[Referring expression data]
--- START ---
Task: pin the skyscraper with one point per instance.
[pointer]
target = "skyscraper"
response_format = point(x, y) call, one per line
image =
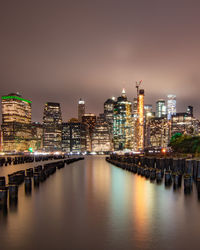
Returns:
point(161, 110)
point(73, 136)
point(108, 110)
point(16, 109)
point(190, 110)
point(158, 132)
point(140, 120)
point(171, 106)
point(16, 122)
point(101, 139)
point(81, 109)
point(122, 126)
point(185, 124)
point(52, 124)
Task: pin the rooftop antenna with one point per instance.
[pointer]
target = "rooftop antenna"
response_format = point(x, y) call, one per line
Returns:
point(138, 83)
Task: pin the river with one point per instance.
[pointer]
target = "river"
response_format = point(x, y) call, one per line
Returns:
point(92, 204)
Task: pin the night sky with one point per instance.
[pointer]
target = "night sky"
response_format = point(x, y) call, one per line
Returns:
point(60, 51)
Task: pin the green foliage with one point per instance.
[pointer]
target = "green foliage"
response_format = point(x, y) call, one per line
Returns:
point(185, 144)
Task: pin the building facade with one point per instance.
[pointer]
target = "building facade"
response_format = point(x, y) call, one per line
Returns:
point(101, 138)
point(52, 125)
point(73, 137)
point(185, 124)
point(158, 132)
point(81, 109)
point(16, 123)
point(161, 109)
point(123, 125)
point(171, 106)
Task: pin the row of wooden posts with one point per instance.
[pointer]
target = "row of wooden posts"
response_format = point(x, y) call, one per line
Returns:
point(37, 174)
point(173, 170)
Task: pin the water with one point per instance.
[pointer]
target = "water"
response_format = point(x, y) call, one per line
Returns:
point(92, 204)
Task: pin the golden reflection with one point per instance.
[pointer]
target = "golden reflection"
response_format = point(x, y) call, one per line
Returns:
point(142, 204)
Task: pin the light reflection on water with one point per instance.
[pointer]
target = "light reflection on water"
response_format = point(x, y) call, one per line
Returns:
point(94, 205)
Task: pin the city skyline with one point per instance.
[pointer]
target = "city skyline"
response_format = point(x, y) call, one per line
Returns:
point(94, 50)
point(88, 109)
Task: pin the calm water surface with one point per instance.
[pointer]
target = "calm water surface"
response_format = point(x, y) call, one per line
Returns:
point(92, 204)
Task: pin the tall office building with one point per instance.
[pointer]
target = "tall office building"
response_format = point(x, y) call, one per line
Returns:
point(171, 106)
point(90, 120)
point(158, 131)
point(15, 109)
point(73, 136)
point(161, 109)
point(52, 125)
point(101, 139)
point(16, 121)
point(108, 110)
point(123, 126)
point(140, 120)
point(190, 111)
point(81, 109)
point(185, 124)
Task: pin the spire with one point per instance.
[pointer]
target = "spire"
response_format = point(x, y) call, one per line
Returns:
point(123, 92)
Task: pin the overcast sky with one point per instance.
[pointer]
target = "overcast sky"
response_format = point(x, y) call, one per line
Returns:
point(61, 51)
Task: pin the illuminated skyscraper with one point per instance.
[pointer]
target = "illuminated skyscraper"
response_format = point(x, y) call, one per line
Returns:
point(101, 139)
point(161, 110)
point(81, 109)
point(123, 126)
point(16, 109)
point(109, 110)
point(16, 121)
point(171, 106)
point(184, 123)
point(90, 121)
point(158, 132)
point(73, 136)
point(190, 111)
point(140, 120)
point(52, 124)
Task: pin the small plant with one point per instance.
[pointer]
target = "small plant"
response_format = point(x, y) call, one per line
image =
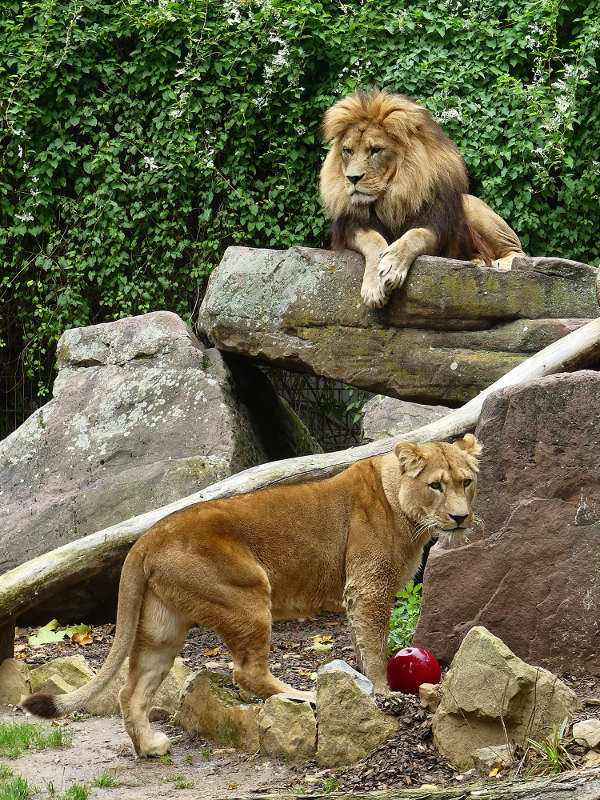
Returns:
point(15, 738)
point(404, 616)
point(554, 755)
point(105, 780)
point(17, 789)
point(329, 785)
point(181, 782)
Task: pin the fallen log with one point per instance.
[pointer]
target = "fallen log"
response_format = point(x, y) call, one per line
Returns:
point(581, 784)
point(37, 579)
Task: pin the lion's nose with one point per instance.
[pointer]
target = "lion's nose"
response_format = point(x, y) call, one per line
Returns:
point(355, 178)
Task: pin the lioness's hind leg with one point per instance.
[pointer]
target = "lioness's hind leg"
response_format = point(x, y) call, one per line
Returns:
point(159, 638)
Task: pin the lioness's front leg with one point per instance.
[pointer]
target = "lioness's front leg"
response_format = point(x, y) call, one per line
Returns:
point(368, 599)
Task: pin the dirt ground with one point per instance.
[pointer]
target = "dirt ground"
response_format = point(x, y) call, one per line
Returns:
point(199, 768)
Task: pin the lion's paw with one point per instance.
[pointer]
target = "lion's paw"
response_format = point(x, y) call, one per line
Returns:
point(373, 294)
point(391, 270)
point(157, 744)
point(504, 264)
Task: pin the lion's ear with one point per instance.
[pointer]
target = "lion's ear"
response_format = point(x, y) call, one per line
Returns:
point(403, 122)
point(411, 458)
point(469, 444)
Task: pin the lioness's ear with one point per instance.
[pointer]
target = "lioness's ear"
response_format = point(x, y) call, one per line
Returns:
point(469, 444)
point(411, 458)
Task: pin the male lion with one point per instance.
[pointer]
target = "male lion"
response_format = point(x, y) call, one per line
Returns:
point(233, 565)
point(395, 187)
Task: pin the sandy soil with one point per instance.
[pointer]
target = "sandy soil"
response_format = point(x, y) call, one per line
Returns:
point(202, 769)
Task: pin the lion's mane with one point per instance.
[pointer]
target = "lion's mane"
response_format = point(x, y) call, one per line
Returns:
point(427, 186)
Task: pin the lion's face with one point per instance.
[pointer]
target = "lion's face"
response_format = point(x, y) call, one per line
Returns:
point(438, 482)
point(388, 151)
point(369, 159)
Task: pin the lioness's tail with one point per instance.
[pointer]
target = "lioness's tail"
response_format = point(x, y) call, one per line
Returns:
point(131, 594)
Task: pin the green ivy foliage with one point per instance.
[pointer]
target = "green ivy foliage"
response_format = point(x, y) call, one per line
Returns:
point(139, 138)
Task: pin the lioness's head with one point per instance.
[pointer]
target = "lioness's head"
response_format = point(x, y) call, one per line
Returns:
point(386, 149)
point(438, 482)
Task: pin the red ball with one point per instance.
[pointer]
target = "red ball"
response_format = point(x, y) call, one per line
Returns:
point(410, 667)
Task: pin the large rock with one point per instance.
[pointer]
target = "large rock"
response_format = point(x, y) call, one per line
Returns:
point(212, 707)
point(449, 332)
point(14, 681)
point(142, 415)
point(351, 725)
point(490, 696)
point(388, 416)
point(530, 573)
point(287, 728)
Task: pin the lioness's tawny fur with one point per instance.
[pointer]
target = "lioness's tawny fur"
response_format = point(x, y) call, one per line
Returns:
point(233, 565)
point(395, 187)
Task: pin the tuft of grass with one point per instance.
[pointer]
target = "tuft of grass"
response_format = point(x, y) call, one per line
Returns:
point(105, 780)
point(17, 737)
point(329, 785)
point(75, 792)
point(17, 789)
point(181, 782)
point(553, 753)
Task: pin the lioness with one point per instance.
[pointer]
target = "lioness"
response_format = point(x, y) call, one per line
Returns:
point(395, 187)
point(234, 565)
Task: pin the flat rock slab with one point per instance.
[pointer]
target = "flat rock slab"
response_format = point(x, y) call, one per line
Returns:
point(449, 332)
point(530, 571)
point(142, 415)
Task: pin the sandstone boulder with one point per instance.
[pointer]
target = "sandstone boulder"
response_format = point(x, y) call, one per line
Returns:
point(142, 415)
point(450, 331)
point(530, 571)
point(587, 732)
point(287, 728)
point(490, 695)
point(211, 706)
point(14, 681)
point(388, 416)
point(351, 725)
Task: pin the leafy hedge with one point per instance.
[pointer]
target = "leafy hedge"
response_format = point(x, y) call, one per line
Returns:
point(139, 138)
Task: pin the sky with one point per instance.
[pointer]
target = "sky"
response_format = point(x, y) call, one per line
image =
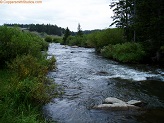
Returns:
point(91, 14)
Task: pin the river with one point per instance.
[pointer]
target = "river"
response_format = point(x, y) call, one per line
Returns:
point(87, 79)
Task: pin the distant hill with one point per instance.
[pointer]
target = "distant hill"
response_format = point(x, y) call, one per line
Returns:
point(48, 28)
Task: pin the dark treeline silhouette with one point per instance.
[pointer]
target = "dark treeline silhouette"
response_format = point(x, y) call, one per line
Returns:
point(48, 28)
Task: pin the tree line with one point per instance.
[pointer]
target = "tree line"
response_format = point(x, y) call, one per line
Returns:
point(41, 28)
point(142, 22)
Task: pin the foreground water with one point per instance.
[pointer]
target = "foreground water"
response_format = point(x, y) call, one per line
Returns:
point(87, 79)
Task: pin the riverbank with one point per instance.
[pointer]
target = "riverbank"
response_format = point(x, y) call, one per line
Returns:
point(24, 86)
point(87, 79)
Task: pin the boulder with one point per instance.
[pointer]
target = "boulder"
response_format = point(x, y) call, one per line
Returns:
point(137, 103)
point(112, 100)
point(74, 46)
point(116, 107)
point(112, 103)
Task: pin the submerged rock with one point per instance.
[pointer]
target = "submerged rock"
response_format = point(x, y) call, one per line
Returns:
point(117, 107)
point(112, 103)
point(112, 100)
point(74, 46)
point(137, 103)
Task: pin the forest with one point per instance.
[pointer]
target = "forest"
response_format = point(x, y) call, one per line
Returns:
point(138, 37)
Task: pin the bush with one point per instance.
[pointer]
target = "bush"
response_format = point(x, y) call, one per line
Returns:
point(57, 40)
point(127, 52)
point(108, 51)
point(105, 37)
point(14, 42)
point(48, 39)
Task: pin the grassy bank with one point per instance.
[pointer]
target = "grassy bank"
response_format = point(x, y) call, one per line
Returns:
point(24, 87)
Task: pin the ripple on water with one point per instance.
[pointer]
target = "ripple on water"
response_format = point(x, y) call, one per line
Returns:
point(87, 79)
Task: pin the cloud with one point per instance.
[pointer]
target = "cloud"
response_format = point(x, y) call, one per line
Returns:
point(91, 14)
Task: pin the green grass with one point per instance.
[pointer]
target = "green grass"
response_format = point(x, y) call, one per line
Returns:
point(24, 87)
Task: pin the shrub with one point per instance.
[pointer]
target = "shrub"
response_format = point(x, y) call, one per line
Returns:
point(128, 52)
point(57, 40)
point(107, 51)
point(105, 37)
point(14, 42)
point(48, 39)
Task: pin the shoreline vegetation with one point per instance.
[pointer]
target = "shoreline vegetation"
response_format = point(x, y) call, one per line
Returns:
point(24, 87)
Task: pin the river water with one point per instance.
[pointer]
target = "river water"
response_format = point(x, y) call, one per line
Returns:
point(87, 79)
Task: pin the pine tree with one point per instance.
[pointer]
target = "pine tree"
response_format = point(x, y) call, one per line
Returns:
point(79, 31)
point(66, 35)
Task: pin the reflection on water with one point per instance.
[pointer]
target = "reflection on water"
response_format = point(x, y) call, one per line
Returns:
point(87, 79)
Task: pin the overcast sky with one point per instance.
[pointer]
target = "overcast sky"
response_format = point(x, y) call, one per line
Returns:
point(91, 14)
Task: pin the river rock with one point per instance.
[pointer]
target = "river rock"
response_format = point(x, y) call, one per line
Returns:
point(112, 103)
point(137, 103)
point(117, 107)
point(112, 100)
point(74, 46)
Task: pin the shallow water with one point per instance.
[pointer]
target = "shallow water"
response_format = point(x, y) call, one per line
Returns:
point(87, 79)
--- END ---
Work instruction
Lines above with the string "illuminated" need to be found and copied.

The answer
Task: pin the illuminated skyscraper with one point per instance.
target = "illuminated skyscraper"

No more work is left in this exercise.